Rewrite every entry below as a JSON list of strings, with one string per line and no blank lines.
---------- Raw data
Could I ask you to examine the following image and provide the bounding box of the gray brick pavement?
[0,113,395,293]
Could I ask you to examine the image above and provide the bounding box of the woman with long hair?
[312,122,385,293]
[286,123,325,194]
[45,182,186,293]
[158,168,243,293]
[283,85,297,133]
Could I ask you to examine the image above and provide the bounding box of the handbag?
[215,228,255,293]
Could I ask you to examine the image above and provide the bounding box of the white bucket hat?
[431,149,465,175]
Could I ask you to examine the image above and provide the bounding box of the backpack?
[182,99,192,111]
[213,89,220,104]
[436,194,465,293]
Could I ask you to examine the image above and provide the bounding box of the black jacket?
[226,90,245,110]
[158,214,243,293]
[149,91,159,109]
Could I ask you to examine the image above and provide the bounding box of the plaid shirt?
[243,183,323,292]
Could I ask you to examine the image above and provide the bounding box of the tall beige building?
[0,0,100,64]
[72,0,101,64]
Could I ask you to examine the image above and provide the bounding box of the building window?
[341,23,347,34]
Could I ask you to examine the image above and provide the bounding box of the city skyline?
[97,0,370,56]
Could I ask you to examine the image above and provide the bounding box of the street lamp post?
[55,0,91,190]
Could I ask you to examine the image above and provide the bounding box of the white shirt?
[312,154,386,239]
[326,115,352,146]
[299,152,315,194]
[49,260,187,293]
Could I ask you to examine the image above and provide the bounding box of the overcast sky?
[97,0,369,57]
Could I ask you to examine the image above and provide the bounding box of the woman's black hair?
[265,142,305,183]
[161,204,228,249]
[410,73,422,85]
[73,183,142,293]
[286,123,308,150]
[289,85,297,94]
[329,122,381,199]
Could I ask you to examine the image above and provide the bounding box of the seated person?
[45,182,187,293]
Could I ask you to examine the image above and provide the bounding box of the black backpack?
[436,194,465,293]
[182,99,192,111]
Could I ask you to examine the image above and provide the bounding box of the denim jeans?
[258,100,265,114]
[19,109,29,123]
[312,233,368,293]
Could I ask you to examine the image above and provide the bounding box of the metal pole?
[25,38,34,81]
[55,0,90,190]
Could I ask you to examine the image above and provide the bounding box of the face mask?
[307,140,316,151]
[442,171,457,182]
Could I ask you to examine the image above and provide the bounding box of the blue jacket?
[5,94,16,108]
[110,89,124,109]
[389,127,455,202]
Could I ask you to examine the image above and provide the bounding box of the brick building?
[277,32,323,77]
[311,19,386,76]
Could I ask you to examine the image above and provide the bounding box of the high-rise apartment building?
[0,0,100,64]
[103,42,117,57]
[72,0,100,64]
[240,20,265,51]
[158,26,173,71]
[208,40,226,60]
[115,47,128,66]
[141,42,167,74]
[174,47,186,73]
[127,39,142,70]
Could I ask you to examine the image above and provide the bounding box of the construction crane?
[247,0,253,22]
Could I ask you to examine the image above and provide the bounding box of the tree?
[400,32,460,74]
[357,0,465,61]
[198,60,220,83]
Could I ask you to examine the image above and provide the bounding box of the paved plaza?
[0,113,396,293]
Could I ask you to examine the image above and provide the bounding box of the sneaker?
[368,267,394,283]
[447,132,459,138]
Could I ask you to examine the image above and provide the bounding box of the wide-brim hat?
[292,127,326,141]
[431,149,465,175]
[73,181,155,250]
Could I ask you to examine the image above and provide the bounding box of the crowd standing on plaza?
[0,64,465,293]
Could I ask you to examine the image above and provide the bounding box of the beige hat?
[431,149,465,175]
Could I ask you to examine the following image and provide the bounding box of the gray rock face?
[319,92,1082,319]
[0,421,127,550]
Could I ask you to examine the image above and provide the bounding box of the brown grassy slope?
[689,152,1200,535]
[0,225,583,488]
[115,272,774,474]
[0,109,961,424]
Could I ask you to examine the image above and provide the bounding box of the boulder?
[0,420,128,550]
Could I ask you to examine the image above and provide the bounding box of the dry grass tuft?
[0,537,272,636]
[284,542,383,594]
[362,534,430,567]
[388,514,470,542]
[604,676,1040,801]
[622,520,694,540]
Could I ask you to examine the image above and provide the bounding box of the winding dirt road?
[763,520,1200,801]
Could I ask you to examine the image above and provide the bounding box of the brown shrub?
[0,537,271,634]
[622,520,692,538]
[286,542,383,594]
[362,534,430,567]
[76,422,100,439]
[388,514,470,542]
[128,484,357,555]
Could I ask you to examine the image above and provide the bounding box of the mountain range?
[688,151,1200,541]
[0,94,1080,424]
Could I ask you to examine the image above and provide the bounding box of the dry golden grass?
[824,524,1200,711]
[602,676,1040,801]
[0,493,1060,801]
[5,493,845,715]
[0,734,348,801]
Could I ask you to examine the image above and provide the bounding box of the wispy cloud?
--------------------
_Final result_
[
  "Could I ask you to examine the following image and provide the bounding box of the gray brick pavement?",
  "[0,113,395,293]",
  "Could I ask you to examine the image above and provide the bounding box of the woman with long hair?",
  "[312,122,385,293]",
  "[286,123,325,194]",
  "[45,182,186,293]",
  "[158,168,243,293]",
  "[283,85,297,133]",
  "Could I ask you to examine the image above and provide the bounding box of the handbag?",
  "[215,228,255,293]",
  "Could I ask you to examine the image above and provide the bounding box of the white bucket hat?",
  "[431,149,465,175]",
  "Could I ask you to examine the image above and provide the bounding box of the backpack?",
  "[182,99,192,111]",
  "[213,89,220,104]",
  "[436,194,465,293]",
  "Could I ask you to examine the image above and provide the bounding box of the black jacket?",
  "[226,90,245,110]",
  "[158,214,243,293]",
  "[149,91,159,109]",
  "Could I ask you to examine the image above and provide the bounding box of the plaid shirt?",
  "[243,183,323,292]",
  "Could I ask you to examine the image above and provide the bounding box of the tall beige building?",
  "[0,0,100,64]",
  "[72,0,101,64]",
  "Could I ask you to examine the image above and provide the bounding box of the building window?",
  "[341,23,347,34]",
  "Could I ask you to examine the image above and provide the bounding box of the city skyline?",
  "[97,0,370,56]",
  "Could I ask you to examine the image above and provide the bounding box of the street lamp post?",
  "[55,0,91,190]",
  "Could I ask you to examine the image above and provide the bounding box of the white shirt?",
  "[312,154,386,239]",
  "[326,115,352,146]",
  "[299,152,315,194]",
  "[49,260,187,293]",
  "Could I ask you to examine the image above and provide the bounding box of the overcast sky?",
  "[97,0,369,57]",
  "Could I ask you to examine the image above and provide the bounding box of the woman's black hair?",
  "[265,142,305,183]",
  "[161,204,228,249]",
  "[410,73,422,85]",
  "[73,183,142,293]",
  "[286,123,308,150]",
  "[289,85,297,94]",
  "[329,122,381,199]",
  "Could I ask you to examine the image above and provide the bounding box of the seated person?",
  "[45,182,187,293]",
  "Could I ask you to examine the image above and provide the bounding box of the black backpack?",
  "[436,194,465,293]",
  "[182,99,192,111]",
  "Could I ask you to examine the image above and provide the bounding box of the denim jeans?",
  "[258,100,265,114]",
  "[19,109,29,123]",
  "[312,233,368,293]",
  "Could I ask you to examine the image above and provide the bounding box of the metal pole?",
  "[25,38,34,81]",
  "[55,0,90,190]",
  "Could I ask you to examine the image above and provide the bounding box of the face mask?",
  "[307,140,316,151]",
  "[442,171,457,182]",
  "Could I ask you to examine the image above and provide the bounding box of the blue jacket?",
  "[5,94,16,108]",
  "[110,89,124,109]",
  "[389,127,455,202]",
  "Could I ask you to examine the image above and provide the bounding box of the brick building?",
  "[277,32,323,77]",
  "[311,19,386,76]",
  "Could I ask you to examine the image above and provide the bounding box of the high-rise apartment building?",
  "[0,0,100,64]",
  "[103,42,117,57]",
  "[72,0,100,64]",
  "[240,20,265,51]",
  "[158,26,173,71]",
  "[208,40,226,60]",
  "[115,47,128,66]",
  "[141,42,167,74]",
  "[174,47,186,73]",
  "[127,39,142,70]",
  "Could I ask you to examine the image above and provide the bounding box of the construction crane?",
  "[247,0,253,22]",
  "Could I ask you to examine the image above and provide the bounding box of the tree?",
  "[400,32,460,74]",
  "[357,0,465,61]",
  "[198,60,220,83]",
  "Could I ask you to examine the image above and provide the bounding box of the paved plaza?",
  "[0,113,396,293]",
  "Could I ask you to examine the image above and provide the bounding box of the sneaker?",
  "[368,267,394,283]",
  "[447,132,459,138]",
  "Could I ask you to examine the image above and provide the bounding box of the wide-brim hat?",
  "[292,127,326,141]",
  "[431,149,465,175]",
  "[73,181,155,250]",
  "Could I ask you to examine the image above and provide the bounding box of the crowd standing on plaza?",
  "[0,64,465,293]",
  "Could I ask you to examine the image above and provide the bounding box of the beige hat?",
  "[431,149,465,175]",
  "Could I ask you to examine the following image and provide the bounding box of the gray rock face?",
  "[319,92,1082,319]",
  "[0,421,127,550]",
  "Could I ask you to examine the image above and provide the bounding box of the brown grassy slope?",
  "[689,152,1200,535]",
  "[0,225,583,488]",
  "[115,272,774,474]",
  "[0,109,961,424]",
  "Could I ask you to examine the image above and provide the bounding box of the boulder?",
  "[0,420,128,550]",
  "Could I ask you to examine the image above and provide the bounding box of the dry grass tuft?",
  "[0,537,272,636]",
  "[284,542,383,594]",
  "[362,534,430,567]",
  "[388,514,470,542]",
  "[604,676,1040,801]",
  "[622,520,694,540]",
  "Could I ask you to examine the image above and provide the bounding box of the winding dirt road?",
  "[763,520,1200,801]",
  "Could I ask you to examine the image above and provide the bounding box of the brown shrub?",
  "[0,537,271,634]",
  "[622,520,692,538]",
  "[286,542,383,594]",
  "[362,534,430,567]",
  "[76,422,100,439]",
  "[388,514,470,542]",
  "[128,484,357,555]",
  "Could I ask you to examine the image above and provide the bounding box of the mountain range?",
  "[688,151,1200,541]",
  "[0,94,1080,424]",
  "Could I ask you to examine the image above and provide the bounding box of the dry golden grass?",
  "[824,524,1200,711]",
  "[602,676,1040,801]",
  "[0,493,1060,801]",
  "[5,493,845,715]",
  "[0,734,348,801]",
  "Could I ask you to examine the image above and provide the bounding box of the wispy cloud?"
]